* Source:
Lightning-Universe / stable-diffusion-deploy

Learn to serve Stable Diffusion models on cloud infrastructure at scale. This Lightning App shows load-balancing, orchestrating, pre-provisioning, dynamic batching, GPU-inference, micro-services working together via the Lightning Apps framework.
https://lightning.ai/muse
Apache License 2.0
392 stars 39 forks source link

RuntimeError: PytorchStreamReader failed reading zip archive: failed finding central directory #263

Open slavakurilyak opened 1 year ago

slavakurilyak commented 1 year ago

🐛 Bug

To Reproduce

Steps to reproduce the behavior:

  1. conda create --name muse_app python=3.9 --yes
  2. conda activate muse_app
  3. git clone https://github.com/Lightning-AI/stable-diffusion-deploy.git
  4. cd stable-diffusion-deploy
  5. bash dev_install.sh
  6. python -m lightning run app app.py
  7. See error
Your Lightning App is starting. This won't take long.
INFO: Your app has started. View it in your browser: http://127.0.0.1:7501/view
INFO: Received SIGTERM signal. Gracefully terminating safety_checker_embedding_work...
loading model...

Point placement records

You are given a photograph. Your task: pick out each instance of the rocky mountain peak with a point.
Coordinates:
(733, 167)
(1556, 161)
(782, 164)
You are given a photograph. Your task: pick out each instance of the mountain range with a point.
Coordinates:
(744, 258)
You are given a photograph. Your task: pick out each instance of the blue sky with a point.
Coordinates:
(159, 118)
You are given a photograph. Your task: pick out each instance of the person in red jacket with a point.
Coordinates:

--

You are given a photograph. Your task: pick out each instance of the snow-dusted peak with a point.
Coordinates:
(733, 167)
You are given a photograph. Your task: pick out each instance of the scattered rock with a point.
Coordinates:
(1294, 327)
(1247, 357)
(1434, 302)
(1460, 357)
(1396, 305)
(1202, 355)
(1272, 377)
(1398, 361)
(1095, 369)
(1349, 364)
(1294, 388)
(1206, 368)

* Tasks to carry out:
• a. Summarize the bug report in two sentences.
• b. Echo the bug report word for word, from "1. conda create" to "Gracefully terminating safety_checker_embedding_work...".

* Answers:
• a. The bug report, filed against the stable-diffusion-deploy repository, concerns a RuntimeError in which PytorchStreamReader failed reading a zip archive because it could not find the central directory. To reproduce it, the reporter creates and activates a Python 3.9 conda environment, clones the repository, runs dev_install.sh, and starts app.py with Lightning; the log then shows the app starting, a SIGTERM signal being received, and a model loading.

• b.
1. conda create --name muse_app python=3.9 --yes
  2. conda activate muse_app
  3. git clone https://github.com/Lightning-AI/stable-diffusion-deploy.git
  4. cd stable-diffusion-deploy
  5. bash dev_install.sh
  6. python -m lightning run app app.py
  7. See error
Your Lightning App is starting. This won't take long.
INFO: Your app has started. View it in your browser: http://127.0.0.1:7501/view
INFO: Received SIGTERM signal. Gracefully terminating safety_checker_embedding_work...